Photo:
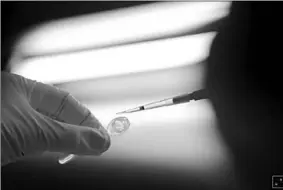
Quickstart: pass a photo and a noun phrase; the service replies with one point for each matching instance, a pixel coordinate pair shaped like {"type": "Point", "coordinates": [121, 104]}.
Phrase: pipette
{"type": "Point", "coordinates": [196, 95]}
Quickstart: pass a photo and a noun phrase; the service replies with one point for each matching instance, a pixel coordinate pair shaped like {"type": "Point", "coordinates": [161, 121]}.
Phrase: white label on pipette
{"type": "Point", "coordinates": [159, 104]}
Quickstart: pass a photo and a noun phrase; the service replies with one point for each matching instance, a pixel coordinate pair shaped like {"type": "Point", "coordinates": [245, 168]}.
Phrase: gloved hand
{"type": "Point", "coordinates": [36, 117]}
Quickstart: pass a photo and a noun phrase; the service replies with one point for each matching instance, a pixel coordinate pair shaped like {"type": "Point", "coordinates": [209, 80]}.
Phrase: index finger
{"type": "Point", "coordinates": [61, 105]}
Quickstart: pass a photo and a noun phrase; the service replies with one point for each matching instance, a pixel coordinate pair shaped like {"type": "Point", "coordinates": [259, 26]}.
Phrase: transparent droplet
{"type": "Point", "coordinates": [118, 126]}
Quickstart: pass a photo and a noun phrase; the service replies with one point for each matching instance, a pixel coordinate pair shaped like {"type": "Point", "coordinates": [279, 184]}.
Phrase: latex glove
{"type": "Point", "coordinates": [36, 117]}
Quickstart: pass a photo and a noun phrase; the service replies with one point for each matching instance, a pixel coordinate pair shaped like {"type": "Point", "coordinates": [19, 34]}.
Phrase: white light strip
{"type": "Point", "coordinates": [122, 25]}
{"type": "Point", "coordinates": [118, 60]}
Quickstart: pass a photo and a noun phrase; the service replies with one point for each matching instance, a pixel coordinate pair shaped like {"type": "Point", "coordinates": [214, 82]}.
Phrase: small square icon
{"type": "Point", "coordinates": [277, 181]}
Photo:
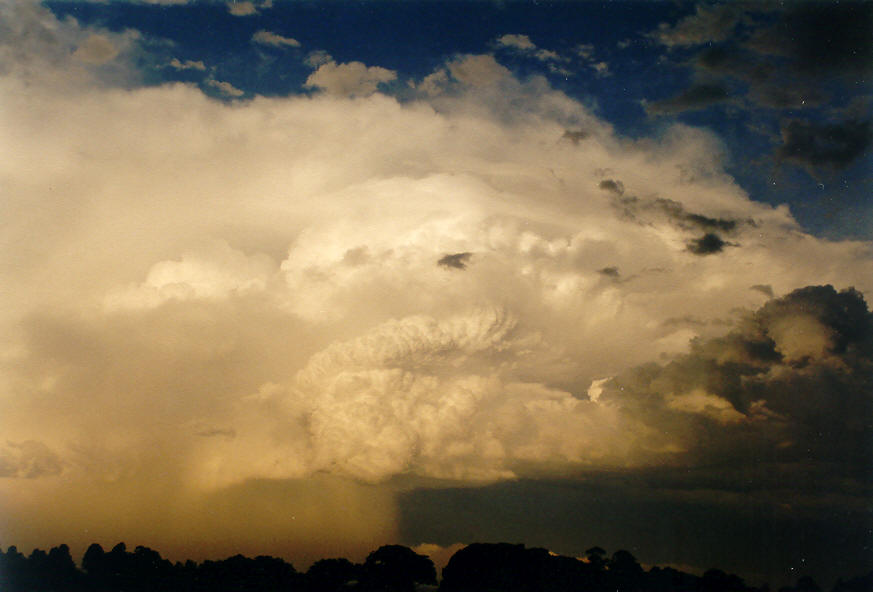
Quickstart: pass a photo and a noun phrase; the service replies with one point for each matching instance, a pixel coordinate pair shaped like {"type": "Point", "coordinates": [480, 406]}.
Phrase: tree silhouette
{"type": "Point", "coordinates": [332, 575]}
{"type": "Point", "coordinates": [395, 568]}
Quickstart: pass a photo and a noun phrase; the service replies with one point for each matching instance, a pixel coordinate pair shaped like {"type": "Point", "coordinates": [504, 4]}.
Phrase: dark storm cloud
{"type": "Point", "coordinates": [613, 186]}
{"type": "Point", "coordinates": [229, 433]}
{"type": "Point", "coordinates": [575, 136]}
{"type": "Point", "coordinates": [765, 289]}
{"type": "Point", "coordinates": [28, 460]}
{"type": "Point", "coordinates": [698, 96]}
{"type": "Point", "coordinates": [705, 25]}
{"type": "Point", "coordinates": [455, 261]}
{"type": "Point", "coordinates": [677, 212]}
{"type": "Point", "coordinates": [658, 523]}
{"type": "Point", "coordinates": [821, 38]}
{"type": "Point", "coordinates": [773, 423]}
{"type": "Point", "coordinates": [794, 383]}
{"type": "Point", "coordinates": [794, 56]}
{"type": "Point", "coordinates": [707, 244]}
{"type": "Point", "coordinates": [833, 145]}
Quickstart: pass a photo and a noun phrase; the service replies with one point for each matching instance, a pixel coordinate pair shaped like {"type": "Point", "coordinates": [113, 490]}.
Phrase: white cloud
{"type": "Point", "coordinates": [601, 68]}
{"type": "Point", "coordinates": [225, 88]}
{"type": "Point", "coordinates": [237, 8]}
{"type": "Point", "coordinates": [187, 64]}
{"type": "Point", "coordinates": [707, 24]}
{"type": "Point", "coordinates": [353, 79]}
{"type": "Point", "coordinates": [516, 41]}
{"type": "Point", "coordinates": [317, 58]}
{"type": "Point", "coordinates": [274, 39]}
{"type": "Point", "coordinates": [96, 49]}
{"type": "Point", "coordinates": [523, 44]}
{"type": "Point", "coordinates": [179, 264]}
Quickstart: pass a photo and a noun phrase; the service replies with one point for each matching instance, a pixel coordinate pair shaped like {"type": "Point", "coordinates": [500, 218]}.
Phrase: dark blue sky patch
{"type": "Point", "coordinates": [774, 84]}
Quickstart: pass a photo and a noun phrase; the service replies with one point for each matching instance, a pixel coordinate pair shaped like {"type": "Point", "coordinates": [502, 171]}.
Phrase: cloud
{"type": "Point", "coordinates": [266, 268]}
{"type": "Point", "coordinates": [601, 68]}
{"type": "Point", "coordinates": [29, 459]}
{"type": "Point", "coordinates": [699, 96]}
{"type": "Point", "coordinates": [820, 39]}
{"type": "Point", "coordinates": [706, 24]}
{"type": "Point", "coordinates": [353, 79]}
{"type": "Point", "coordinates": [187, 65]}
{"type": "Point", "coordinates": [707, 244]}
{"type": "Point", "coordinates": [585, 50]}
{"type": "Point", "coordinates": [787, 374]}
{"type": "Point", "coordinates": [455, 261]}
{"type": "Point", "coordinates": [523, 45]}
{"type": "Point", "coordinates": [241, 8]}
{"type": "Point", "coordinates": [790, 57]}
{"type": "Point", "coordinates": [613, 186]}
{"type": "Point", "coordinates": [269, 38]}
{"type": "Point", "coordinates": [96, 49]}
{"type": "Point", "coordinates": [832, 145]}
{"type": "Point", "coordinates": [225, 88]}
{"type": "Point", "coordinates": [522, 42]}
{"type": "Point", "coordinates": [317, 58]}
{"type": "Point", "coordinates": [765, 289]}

Problem: The result should be an exact copy of every entry above, with no pictures included.

Expected answer:
Photo:
Quickstart: pass a photo and a noun phrase; the service replies with one point for each matching instance, a pixel coordinate pair shaped like {"type": "Point", "coordinates": [121, 104]}.
Phrase: pipette
{"type": "Point", "coordinates": [196, 95]}
Quickstart: pass a photo and a noun phrase; the service replies with one point for each matching instance, a pixel coordinate pair shaped like {"type": "Point", "coordinates": [161, 121]}.
Phrase: white label on pipette
{"type": "Point", "coordinates": [159, 104]}
Quickstart: pass a photo and a noun phrase; the service replies with one point for each matching instance, a pixel coordinate pair shaped like {"type": "Point", "coordinates": [245, 168]}.
Phrase: gloved hand
{"type": "Point", "coordinates": [36, 117]}
Quickstart: pass a photo and a noun phrase; the service replies with one point for each matching instance, a pixel coordinate pair shaped like {"type": "Point", "coordinates": [209, 80]}.
Phrase: index finger
{"type": "Point", "coordinates": [61, 105]}
Quickstart: pass a photo and a noun phrase; the service replies with one point for each matching instance, a pixel coordinate pair shaped like {"type": "Point", "coordinates": [259, 26]}.
Phrase: transparent droplet
{"type": "Point", "coordinates": [118, 126]}
Quickstart: pass a photo and a noun phrase; the service replies with one point for each matching instance, a pixel coordinate pair shaped like {"type": "Point", "coordinates": [279, 184]}.
Phrase: latex glove
{"type": "Point", "coordinates": [36, 117]}
Quickstart: pass a photo and a noun phrase; the service replies with one point for each matching instance, a pixel coordinate pair shaped like {"type": "Point", "coordinates": [19, 34]}.
Phrase: white light strip
{"type": "Point", "coordinates": [122, 25]}
{"type": "Point", "coordinates": [118, 60]}
Quickstart: pass a photo and a noun phrase; the service replies with one point for each matching instance, a pixel coordinate pair shaped like {"type": "Point", "coordinates": [214, 82]}.
Phrase: small square icon
{"type": "Point", "coordinates": [277, 181]}
Photo:
Quickstart: pass a photo and a noun phrase; the service replies with one point for each matching instance, a pixel coordinate pair shaped like {"type": "Point", "coordinates": [480, 406]}.
Phrase: tree silhouette
{"type": "Point", "coordinates": [332, 575]}
{"type": "Point", "coordinates": [395, 568]}
Quickstart: pass a photo and a noun phrase; the service replies with one point for each matching instance, a pixel coordinate pair shaped like {"type": "Point", "coordinates": [504, 4]}.
Phrase: dark storm cloud
{"type": "Point", "coordinates": [613, 186]}
{"type": "Point", "coordinates": [229, 433]}
{"type": "Point", "coordinates": [575, 136]}
{"type": "Point", "coordinates": [765, 289]}
{"type": "Point", "coordinates": [28, 460]}
{"type": "Point", "coordinates": [698, 96]}
{"type": "Point", "coordinates": [705, 25]}
{"type": "Point", "coordinates": [455, 261]}
{"type": "Point", "coordinates": [677, 212]}
{"type": "Point", "coordinates": [658, 523]}
{"type": "Point", "coordinates": [821, 38]}
{"type": "Point", "coordinates": [773, 423]}
{"type": "Point", "coordinates": [794, 383]}
{"type": "Point", "coordinates": [794, 56]}
{"type": "Point", "coordinates": [707, 244]}
{"type": "Point", "coordinates": [833, 145]}
Quickstart: pass a photo and a noun phrase; the service replies with one point for each matching instance, a pixel coordinate pair shaped like {"type": "Point", "coordinates": [113, 490]}.
Phrase: white cloud
{"type": "Point", "coordinates": [601, 68]}
{"type": "Point", "coordinates": [225, 88]}
{"type": "Point", "coordinates": [237, 8]}
{"type": "Point", "coordinates": [187, 64]}
{"type": "Point", "coordinates": [707, 24]}
{"type": "Point", "coordinates": [353, 79]}
{"type": "Point", "coordinates": [516, 41]}
{"type": "Point", "coordinates": [317, 58]}
{"type": "Point", "coordinates": [274, 39]}
{"type": "Point", "coordinates": [96, 49]}
{"type": "Point", "coordinates": [523, 44]}
{"type": "Point", "coordinates": [179, 264]}
Quickstart: pass a photo and a noun phrase; the service replies with one point for each matching instance, a pixel coordinate pair shaped like {"type": "Point", "coordinates": [500, 218]}.
Phrase: dark blue sky patch
{"type": "Point", "coordinates": [774, 84]}
Quickstart: pass a photo and a noun phrase; the service replies with one point for each matching instance, a pixel coordinate pair shaped like {"type": "Point", "coordinates": [502, 171]}.
Phrase: cloud
{"type": "Point", "coordinates": [266, 268]}
{"type": "Point", "coordinates": [601, 68]}
{"type": "Point", "coordinates": [29, 459]}
{"type": "Point", "coordinates": [699, 96]}
{"type": "Point", "coordinates": [820, 39]}
{"type": "Point", "coordinates": [706, 24]}
{"type": "Point", "coordinates": [353, 79]}
{"type": "Point", "coordinates": [187, 65]}
{"type": "Point", "coordinates": [707, 244]}
{"type": "Point", "coordinates": [585, 50]}
{"type": "Point", "coordinates": [787, 374]}
{"type": "Point", "coordinates": [455, 261]}
{"type": "Point", "coordinates": [523, 45]}
{"type": "Point", "coordinates": [241, 8]}
{"type": "Point", "coordinates": [790, 57]}
{"type": "Point", "coordinates": [613, 186]}
{"type": "Point", "coordinates": [269, 38]}
{"type": "Point", "coordinates": [96, 49]}
{"type": "Point", "coordinates": [832, 145]}
{"type": "Point", "coordinates": [225, 88]}
{"type": "Point", "coordinates": [522, 42]}
{"type": "Point", "coordinates": [317, 58]}
{"type": "Point", "coordinates": [765, 289]}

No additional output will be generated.